■ **Documento**:
◆ ◆ ◆
La maggior parte dei sacerdoti erano condannati per attività antisovietiche. Ma essi avrebbero potuto sfuggire alla deportazione, alla prigione, alla persecuzione se fossero stati disposti a passare all’ortodossia. Il sacerdote redentorista Nikolaj Volosjanko ricorda di essere stato trattenuto dall’assecondare questa tentazione pensando che non si sentiva di diventare un rinnegato.. Padre Ivan ricorda molto bene che per alcune notti non gli permisero di dormire; volevano spezzarlo fisicamente. Lo minacciarono di deportarlo per 25 anni se non avesse firmato di passare alla Chiesa ortodossa. Al vescovo Pavel Vasyliko il giudice istruttore aveva detto: “Il nostro paese è troppo umano, troppo umano. Bisognerebbe impiccarvi. Vi impiccheremo”.
I parenti di padre Stepan Kolomijc raccontano che gli avevano raccomandato di non andare in chiesa perché sarebbe stato arrestato (egli non aveva sottoscritto di farsi ortodosso e per questo non aveva il diritto di celebrare la Divina Liturgia). “Se questa è la volontà di Dio - aveva risposto - sarò arrestato. Se morirò per la mia fede, morirò per una causa giusta.”
Sulla strada alla deportazione, nelle prigioni e nei lager, i sacerdoti e i monaci erano ammirati dagli altri reclusi per la loro umiltà e serenità di spirito. Padre Nikolaj Kuc’ racconta di padre Poljanskij come celebrava la Divina Liturgia nel vagone durante la deportazione. “Tutti si lamentavano, piangevano, non avevano nulla da mangiare, ma lui era tranquillo. “Come fa lei a essere tranquillo? - gli chiedevano i compagni di sventura - Abbiamo dovuto abbandonare la casa, i nostri cari; non sappiamo dove siamo e dove andremo; che cosa sarà di noi?” Il padre rispondeva: “Così ha disposto il Signore, e Lui sa dove ci condurranno. Se speriamo in Dio tutto riuscirà per il nostro bene.”
Leggendo le testimonianze di sacerdoti di diverse età, giungi a concludere che era proprio la fiducia nella volontà di Dio ad infondere in loro la certezza che Dio non avrebbe permesso prove superiori alle loro forze. A renderli poi benevoli era la responsabilità per le anime loro affidate, la preoccupazione di offrire loro il pane spirituale.
La celebrazione della Divina Liturgia nei lager merita una particolare attenzione. Padre Vladimir Margitin celebrò la sua prima Divina Liturgia sul tavolato di ferro di una sega circolare. Spesso anche gli ortodossi si confessavano e facevano la S. Comunione dai greco cattolici.
◆ ◆ ◆
■ **Materiale di partenza**:
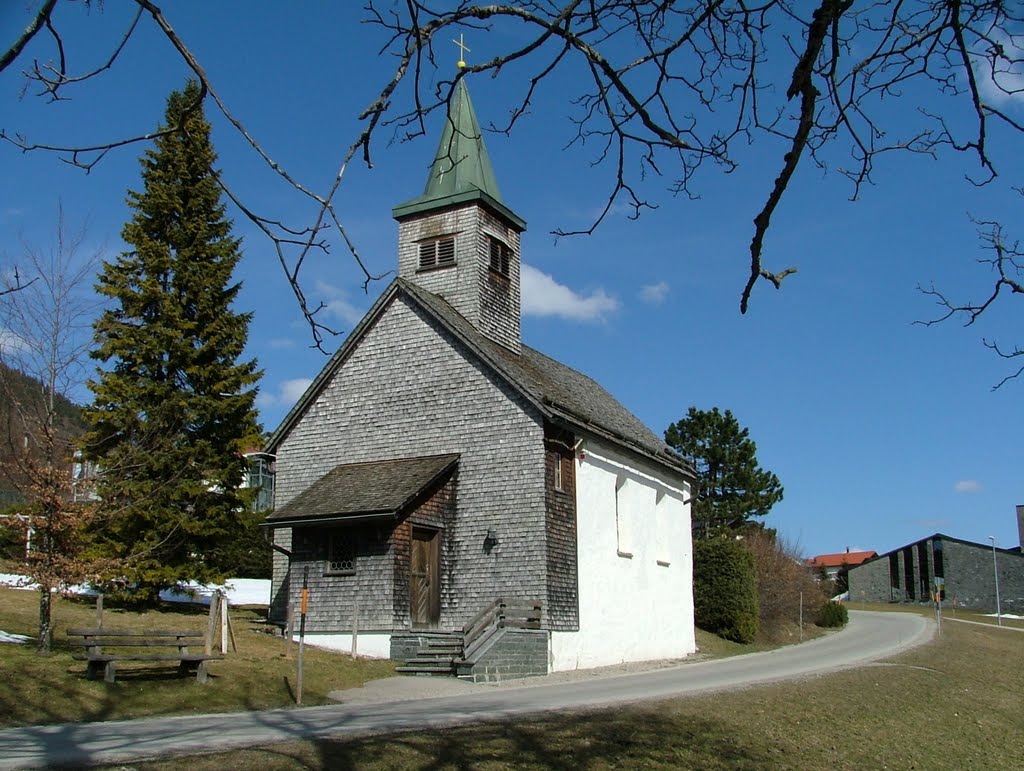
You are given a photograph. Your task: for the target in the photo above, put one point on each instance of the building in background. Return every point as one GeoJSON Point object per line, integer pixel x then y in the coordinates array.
{"type": "Point", "coordinates": [967, 571]}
◆ ◆ ◆
■ **Consegna 1**:
Rispondi a queste domande sul testo sui sacerdoti perseguitati:
(a) Per quanti anni minacciarono di deportare padre Ivan se non avesse firmato di passare alla Chiesa ortodossa?
(b) Dove celebrava la Divina Liturgia padre Poljanskij durante la deportazione?
(c) Su che cosa celebrò padre Vladimir Margitin la sua prima Divina Liturgia?
■ **Consegna 2**: Scrivi il seguito del testo sui sacerdoti perseguitati, cominciando dopo la sua ultima frase.
I dati sono un materiale a parte, distinto dal testo.

■ **Risposta scritta 1**:
(a) Per 25 anni.
(b) Nel vagone.
(c) Sul tavolato di ferro di una sega circolare.

■ **Risposta scritta 2**:
Padre Ivan Lelekach ricorda come celebrarono la Pasqua del 1948 in carcere. Quando incominciarono a cantare “Cristo è risorto dai morti…” i prigionieri non seppero trattenere le lacrime. La guardia del carcere all’udire il canto aprì la porta della cella e invitò i cantori a cantare più forte affinché potessero udire anche gli altri detenuti, così tutto il carcere risuonò del canto pasquale. Esempi di così incomprensibile ed inaspettato affiatamento fra prigionieri e guardie non furono pochi.
Le celebrazioni festive e gli incontri rafforzavano le comunità cristiane clandestine dei lager. I sacerdoti organizzavano corsi di catechismo, incontri e lezioni. Alla vigilia di una grande festa nella baracca di un lager si erano riuniti sei sacerdoti. Non c’era nulla da mangiare, ma regnava un’atmosfera familiare e festosa. Intervenne anche un giovane: “Siamo giunti fino a qui assieme ai sacerdoti. Abbiamo seguito il cammino indicato dalla nostra Chiesa. Siateci nostra guida anche per il futuro”. Rispose un sacerdote: “In patria eravamo con il nostro popolo: Ora siamo con voi. Non vi abbandoneremo. Continueremo a pregare perché Dio ci conceda la grazia di sopportare tutte le nostre fatiche e poter un giorno ritornare alle nostre famiglie, alle nostre terre, alla nostra casa.”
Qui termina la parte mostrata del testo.